[BEGIN Raw data]
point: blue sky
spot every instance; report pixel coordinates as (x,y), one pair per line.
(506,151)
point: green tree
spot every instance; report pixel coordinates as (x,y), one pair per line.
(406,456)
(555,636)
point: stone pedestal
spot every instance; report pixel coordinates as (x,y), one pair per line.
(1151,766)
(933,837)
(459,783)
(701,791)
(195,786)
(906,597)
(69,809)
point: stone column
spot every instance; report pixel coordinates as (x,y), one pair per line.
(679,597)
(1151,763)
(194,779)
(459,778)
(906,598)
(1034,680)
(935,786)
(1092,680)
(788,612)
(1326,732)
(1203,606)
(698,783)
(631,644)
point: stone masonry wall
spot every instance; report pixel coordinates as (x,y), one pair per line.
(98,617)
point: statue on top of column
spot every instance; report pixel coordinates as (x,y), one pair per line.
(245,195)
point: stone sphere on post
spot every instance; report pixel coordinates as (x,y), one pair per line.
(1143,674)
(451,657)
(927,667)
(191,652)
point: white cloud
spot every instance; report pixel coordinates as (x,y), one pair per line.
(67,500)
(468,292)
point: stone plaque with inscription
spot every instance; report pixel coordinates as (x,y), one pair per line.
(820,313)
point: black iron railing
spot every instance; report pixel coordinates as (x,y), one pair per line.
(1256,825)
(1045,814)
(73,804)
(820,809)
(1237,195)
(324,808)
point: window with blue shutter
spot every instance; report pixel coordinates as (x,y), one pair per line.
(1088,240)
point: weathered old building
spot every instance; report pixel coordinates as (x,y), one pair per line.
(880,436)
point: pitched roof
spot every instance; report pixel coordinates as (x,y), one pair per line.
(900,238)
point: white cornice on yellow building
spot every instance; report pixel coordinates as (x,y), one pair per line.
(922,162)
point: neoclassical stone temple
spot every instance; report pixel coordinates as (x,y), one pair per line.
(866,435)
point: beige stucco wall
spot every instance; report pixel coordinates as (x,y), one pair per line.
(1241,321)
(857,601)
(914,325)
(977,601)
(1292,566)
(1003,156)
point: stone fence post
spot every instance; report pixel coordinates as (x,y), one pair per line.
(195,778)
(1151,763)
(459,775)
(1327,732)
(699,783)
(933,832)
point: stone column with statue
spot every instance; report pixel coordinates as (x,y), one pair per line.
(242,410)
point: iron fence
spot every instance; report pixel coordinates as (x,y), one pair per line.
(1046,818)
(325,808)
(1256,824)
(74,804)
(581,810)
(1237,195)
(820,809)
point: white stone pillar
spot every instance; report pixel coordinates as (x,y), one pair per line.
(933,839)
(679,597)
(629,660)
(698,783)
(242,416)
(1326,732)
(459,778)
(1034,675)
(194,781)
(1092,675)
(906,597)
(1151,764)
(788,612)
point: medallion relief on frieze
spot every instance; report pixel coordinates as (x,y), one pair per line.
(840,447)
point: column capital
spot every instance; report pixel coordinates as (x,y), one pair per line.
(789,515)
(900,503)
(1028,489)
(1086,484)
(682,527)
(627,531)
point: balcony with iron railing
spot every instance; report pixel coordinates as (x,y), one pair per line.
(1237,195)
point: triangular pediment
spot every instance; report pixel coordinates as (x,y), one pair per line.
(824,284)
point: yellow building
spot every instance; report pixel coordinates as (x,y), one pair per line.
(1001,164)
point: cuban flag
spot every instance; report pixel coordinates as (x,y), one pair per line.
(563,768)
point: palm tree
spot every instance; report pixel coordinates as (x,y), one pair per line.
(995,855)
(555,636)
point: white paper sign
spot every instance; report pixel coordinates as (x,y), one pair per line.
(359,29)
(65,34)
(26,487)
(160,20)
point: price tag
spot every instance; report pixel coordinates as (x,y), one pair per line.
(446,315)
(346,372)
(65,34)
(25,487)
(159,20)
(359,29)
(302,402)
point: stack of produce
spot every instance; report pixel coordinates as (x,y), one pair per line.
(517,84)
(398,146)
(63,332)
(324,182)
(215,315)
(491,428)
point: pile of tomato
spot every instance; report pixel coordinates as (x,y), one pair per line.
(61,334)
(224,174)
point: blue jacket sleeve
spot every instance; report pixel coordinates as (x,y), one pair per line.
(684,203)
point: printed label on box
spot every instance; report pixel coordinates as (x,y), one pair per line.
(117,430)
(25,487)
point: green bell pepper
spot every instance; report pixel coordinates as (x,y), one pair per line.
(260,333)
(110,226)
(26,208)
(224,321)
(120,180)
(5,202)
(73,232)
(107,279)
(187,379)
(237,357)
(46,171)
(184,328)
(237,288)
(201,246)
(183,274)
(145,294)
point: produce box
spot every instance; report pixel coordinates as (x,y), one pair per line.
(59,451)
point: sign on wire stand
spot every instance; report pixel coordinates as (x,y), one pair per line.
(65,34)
[END Raw data]
▸ **What you should do**
Write out again, exactly, the lines from the one holding "point: blue jacket sleeve" through the end of the listing, with both ends included.

▸ **Response for this exercise**
point: blue jacket sleeve
spot every instance; report pixel coordinates as (x,y), one pair per line.
(684,203)
point: printed label on box
spot every instance; report pixel coordinates as (x,y), one pair per line.
(117,430)
(25,487)
point: green bell pepper
spot every instance; report pixel coordinates as (x,y), one pair per line.
(260,333)
(110,226)
(26,208)
(224,321)
(120,180)
(5,202)
(73,232)
(107,279)
(187,379)
(237,357)
(46,171)
(184,328)
(237,288)
(201,246)
(183,274)
(145,294)
point: produce box
spot every instance; report pixel coordinates as (x,y), one pair per line.
(59,451)
point: sign on wire stand
spot every instance; report pixel coordinates as (x,y), one pair per line.
(65,34)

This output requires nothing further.